#### AANGELEVERD FRAGMENT:
Media kunnen zorgen voor interactie met mensen met verschillende achtergronden. Je kunt contact hebben met veel verschillende mensen van verschillende plaatsen. Hierdoor kun je je met die mensen vergelijken en heb je meer informatie over welke verschillende persoonlijkheidskenmerken er bestaan en hoe jij wilt zijn. Media maken ook impression management mogelijk. Je kunt helemaal zelf bepalen hoe je je presenteert op het internet. Je kiest zelf welke informatie en foto’s je erop zet. Identiteit heeft verschillende componenten. Identiteit bestaat uit hoe jij jezelf ziet en hoe andere mensen je zien. Door middel van media kun je managen hoe andere mensen je zien. Media zorgen er ook voor dat je kunt experimenteren en vervolgens kunt leren door feedback. In het echte leven kun je je namelijk niet elke dag als een andere persoonlijkheid voordoen. Online kun je wel verschillende persoonlijkheden uitproberen, door bijvoorbeeld je profiel aan te passen en te chatten. Zo kun je meer experimenteren met je identiteit en kijken hoe mensen daarop reageren.
Jongeren willen hun eigen keuzes maken en onafhankelijk zijn. Ze willen succesvol zijn op school en werk door hun eigen prestaties en zelf kiezen welk werk zij leuk vinden. Op een bepaalde leeftijd realiseren ze zich ook dat hun ouders ook maar mensen zijn en fouten maken. Jonge kinderen zien hun ouders vaak als perfect. Die idealisatie van hun ouders neemt echter af. Als gevolg hiervan hebben jongeren ook minder de behoefte afhankelijk van hun ouders te zijn.
Media zorgen ervoor dat individuelen ook producenten van content kunnen zijn, zoals bijvoorbeeld op Youtube. Individuen die dit doen gaan zich realiseren dat ze zelf in staat zijn iets te produceren wat andere mensen ook interessant vinden en dat ze een impact kunnen hebben. Dit verhoogt hun self efficacy. Media maken ook leren door observatie mogelijk. Je kunt karakters in de media volgen en kijken hoe zij problemen oplossen die jij ook hebt en hen als rolmodel gebruiken.

#### OPGAVE 1:
Som op wat jongeren volgens het fragment over media en identiteit willen.
#### OPGAVE 2:
Kopieer uit het fragment over media en identiteit letterlijk het deel dat opent met de woorden "Jongeren willen hun" en sluit met "ouders te zijn.".
Baseer je uitsluitend op het fragment over media en identiteit.

#### RECORDFRAGMENTEN:
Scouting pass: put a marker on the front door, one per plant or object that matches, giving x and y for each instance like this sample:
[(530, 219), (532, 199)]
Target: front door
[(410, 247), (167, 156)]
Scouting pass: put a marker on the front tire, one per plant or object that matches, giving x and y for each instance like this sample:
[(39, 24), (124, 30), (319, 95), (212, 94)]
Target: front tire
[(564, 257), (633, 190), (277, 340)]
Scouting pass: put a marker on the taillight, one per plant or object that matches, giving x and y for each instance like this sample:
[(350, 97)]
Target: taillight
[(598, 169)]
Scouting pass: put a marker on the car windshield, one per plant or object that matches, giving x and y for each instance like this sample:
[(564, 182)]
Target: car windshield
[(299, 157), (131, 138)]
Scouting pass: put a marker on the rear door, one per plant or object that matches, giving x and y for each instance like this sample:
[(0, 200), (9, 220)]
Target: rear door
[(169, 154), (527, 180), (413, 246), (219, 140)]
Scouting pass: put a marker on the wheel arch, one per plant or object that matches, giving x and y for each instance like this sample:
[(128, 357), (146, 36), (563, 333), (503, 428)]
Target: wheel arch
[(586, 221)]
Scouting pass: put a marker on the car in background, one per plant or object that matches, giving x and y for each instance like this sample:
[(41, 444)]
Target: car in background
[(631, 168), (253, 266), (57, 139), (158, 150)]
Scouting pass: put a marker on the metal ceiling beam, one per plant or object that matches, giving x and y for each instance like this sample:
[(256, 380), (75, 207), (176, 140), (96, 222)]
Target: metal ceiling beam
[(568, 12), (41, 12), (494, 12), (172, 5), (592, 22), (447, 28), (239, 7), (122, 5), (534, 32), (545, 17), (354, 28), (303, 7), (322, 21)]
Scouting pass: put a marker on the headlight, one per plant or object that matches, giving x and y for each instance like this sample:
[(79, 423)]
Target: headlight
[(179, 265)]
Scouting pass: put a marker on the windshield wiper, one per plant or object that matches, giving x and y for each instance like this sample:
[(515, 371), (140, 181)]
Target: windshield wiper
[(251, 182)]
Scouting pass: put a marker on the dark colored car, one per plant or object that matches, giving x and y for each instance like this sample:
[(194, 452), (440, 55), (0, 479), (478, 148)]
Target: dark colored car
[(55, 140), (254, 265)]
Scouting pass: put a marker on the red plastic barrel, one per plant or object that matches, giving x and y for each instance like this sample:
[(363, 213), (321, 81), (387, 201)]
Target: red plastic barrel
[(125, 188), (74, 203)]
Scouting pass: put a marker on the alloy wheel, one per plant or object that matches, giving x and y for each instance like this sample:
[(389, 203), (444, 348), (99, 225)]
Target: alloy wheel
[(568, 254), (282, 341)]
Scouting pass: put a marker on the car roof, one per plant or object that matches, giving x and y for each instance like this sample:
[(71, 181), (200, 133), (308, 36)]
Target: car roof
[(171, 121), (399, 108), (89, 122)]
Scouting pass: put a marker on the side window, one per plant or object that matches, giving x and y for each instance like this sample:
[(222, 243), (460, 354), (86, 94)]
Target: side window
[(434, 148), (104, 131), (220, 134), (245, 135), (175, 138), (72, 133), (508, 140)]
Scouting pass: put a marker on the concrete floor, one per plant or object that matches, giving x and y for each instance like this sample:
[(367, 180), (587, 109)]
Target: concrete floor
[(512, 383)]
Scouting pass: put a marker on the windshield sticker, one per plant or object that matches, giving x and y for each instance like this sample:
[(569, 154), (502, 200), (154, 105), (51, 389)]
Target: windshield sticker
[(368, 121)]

#### UITGEWERKTE OPLOSSING 1:
- hun eigen keuzes maken
- onafhankelijk zijn
- succesvol zijn op school en werk door hun eigen prestaties
- zelf kiezen welk werk zij leuk vinden

#### UITGEWERKTE OPLOSSING 2:
Jongeren willen hun eigen keuzes maken en onafhankelijk zijn. Ze willen succesvol zijn op school en werk door hun eigen prestaties en zelf kiezen welk werk zij leuk vinden. Op een bepaalde leeftijd realiseren ze zich ook dat hun ouders ook maar mensen zijn en fouten maken. Jonge kinderen zien hun ouders vaak als perfect. Die idealisatie van hun ouders neemt echter af. Als gevolg hiervan hebben jongeren ook minder de behoefte afhankelijk van hun ouders te zijn.